Excerpts of location labeling data:
╔══

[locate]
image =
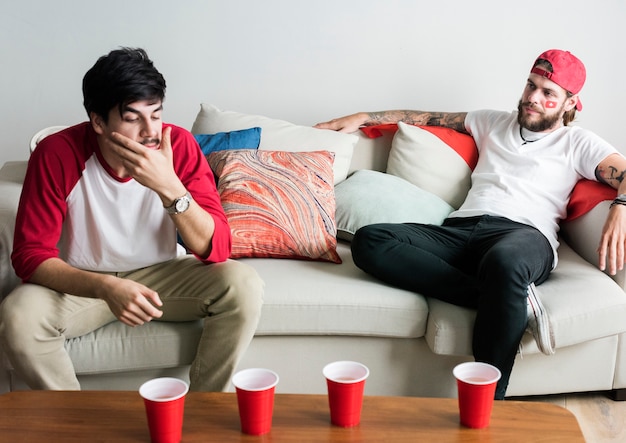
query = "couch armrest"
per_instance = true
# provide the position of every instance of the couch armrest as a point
(11, 178)
(583, 235)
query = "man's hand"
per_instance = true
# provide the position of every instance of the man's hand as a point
(153, 168)
(131, 302)
(349, 123)
(613, 241)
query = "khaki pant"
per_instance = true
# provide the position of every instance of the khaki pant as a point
(35, 321)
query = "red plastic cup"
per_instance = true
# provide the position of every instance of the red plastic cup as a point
(476, 383)
(164, 399)
(255, 398)
(345, 381)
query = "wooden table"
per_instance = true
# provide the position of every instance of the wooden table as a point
(111, 416)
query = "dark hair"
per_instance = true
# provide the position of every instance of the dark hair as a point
(570, 115)
(121, 77)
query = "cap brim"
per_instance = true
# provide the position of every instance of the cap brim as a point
(579, 105)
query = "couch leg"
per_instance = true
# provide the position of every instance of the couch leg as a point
(618, 394)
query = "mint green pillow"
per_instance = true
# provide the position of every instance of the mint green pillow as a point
(368, 197)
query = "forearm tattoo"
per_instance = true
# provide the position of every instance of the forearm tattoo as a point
(452, 120)
(611, 175)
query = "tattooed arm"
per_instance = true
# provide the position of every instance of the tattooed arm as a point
(351, 123)
(611, 251)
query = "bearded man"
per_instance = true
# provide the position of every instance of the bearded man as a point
(501, 243)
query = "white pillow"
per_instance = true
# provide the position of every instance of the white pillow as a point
(422, 158)
(369, 197)
(280, 135)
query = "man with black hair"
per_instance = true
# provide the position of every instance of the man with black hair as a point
(492, 252)
(102, 207)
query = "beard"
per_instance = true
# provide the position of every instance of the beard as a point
(543, 124)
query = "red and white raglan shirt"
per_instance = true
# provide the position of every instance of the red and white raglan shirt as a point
(74, 207)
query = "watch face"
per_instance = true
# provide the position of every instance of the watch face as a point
(182, 205)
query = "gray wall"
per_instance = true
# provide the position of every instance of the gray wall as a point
(307, 61)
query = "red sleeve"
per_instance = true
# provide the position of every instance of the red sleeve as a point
(50, 177)
(195, 173)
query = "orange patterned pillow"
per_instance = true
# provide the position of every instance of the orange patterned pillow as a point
(279, 204)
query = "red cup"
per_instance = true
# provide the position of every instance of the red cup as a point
(345, 381)
(476, 383)
(255, 398)
(164, 399)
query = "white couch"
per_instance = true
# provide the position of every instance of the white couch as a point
(315, 312)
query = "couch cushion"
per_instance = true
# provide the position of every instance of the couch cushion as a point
(301, 298)
(317, 298)
(368, 197)
(583, 303)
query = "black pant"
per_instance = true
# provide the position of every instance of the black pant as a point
(484, 262)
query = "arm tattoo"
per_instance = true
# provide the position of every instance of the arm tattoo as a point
(611, 176)
(452, 120)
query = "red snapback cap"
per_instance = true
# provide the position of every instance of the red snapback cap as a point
(567, 71)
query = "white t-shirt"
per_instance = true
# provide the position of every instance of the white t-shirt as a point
(529, 183)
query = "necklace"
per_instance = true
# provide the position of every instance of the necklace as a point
(525, 141)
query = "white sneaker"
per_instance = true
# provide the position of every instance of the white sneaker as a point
(539, 322)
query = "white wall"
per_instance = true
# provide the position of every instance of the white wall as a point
(307, 61)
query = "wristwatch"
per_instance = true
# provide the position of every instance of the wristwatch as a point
(180, 204)
(619, 200)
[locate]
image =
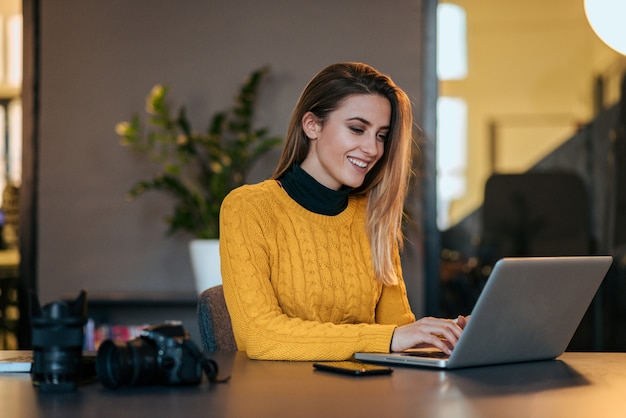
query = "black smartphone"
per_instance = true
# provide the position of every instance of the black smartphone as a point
(352, 368)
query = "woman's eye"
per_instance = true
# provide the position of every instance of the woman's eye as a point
(356, 129)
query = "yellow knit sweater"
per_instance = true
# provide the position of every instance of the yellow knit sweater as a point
(301, 286)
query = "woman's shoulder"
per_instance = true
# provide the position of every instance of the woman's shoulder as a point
(252, 193)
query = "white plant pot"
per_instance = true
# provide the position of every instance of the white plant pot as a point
(205, 261)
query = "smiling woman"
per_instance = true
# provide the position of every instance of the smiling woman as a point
(310, 258)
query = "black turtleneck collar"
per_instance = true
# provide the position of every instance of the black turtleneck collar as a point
(311, 195)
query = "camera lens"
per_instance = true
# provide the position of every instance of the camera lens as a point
(132, 363)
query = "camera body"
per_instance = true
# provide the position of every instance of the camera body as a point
(163, 354)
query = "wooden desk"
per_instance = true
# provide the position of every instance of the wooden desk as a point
(577, 385)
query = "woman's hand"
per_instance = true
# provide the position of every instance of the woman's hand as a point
(429, 332)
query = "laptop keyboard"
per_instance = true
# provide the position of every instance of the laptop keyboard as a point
(429, 354)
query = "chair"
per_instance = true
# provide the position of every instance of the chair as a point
(216, 332)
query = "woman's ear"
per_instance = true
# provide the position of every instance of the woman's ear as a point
(311, 125)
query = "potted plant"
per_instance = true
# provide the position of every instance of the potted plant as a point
(198, 169)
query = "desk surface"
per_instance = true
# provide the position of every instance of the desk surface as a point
(575, 385)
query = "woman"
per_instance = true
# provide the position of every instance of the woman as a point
(310, 258)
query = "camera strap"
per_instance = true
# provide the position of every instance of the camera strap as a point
(209, 365)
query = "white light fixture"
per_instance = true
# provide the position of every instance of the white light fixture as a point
(606, 18)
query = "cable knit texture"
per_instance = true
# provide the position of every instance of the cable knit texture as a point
(301, 286)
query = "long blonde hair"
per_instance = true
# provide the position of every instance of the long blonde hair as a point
(386, 184)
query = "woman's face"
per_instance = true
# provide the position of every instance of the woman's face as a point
(349, 143)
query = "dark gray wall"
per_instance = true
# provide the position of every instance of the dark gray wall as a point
(99, 59)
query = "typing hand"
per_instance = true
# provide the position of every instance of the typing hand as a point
(429, 332)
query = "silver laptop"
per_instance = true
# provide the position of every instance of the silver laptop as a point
(528, 310)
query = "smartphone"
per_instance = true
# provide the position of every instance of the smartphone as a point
(352, 368)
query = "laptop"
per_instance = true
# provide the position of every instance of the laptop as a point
(528, 310)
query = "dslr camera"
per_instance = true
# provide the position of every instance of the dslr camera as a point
(163, 354)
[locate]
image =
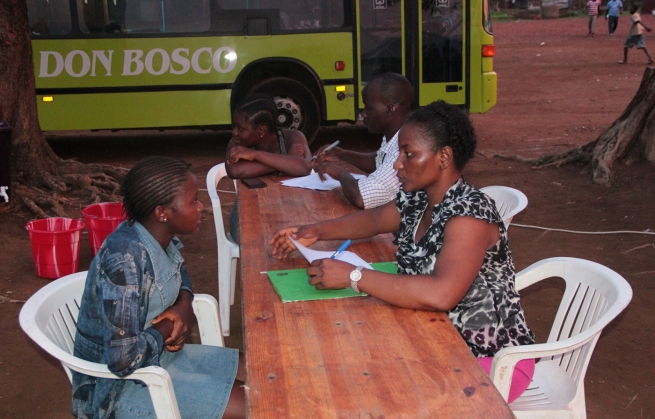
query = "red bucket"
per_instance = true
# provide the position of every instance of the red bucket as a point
(101, 220)
(55, 246)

╚══

■ Stated task: Return every line of the material above that contains the string "raglan". Case counts.

■ Complete response:
query = "red and white raglan shirt"
# provide the position of every instance of the red and white raglan shirt as a point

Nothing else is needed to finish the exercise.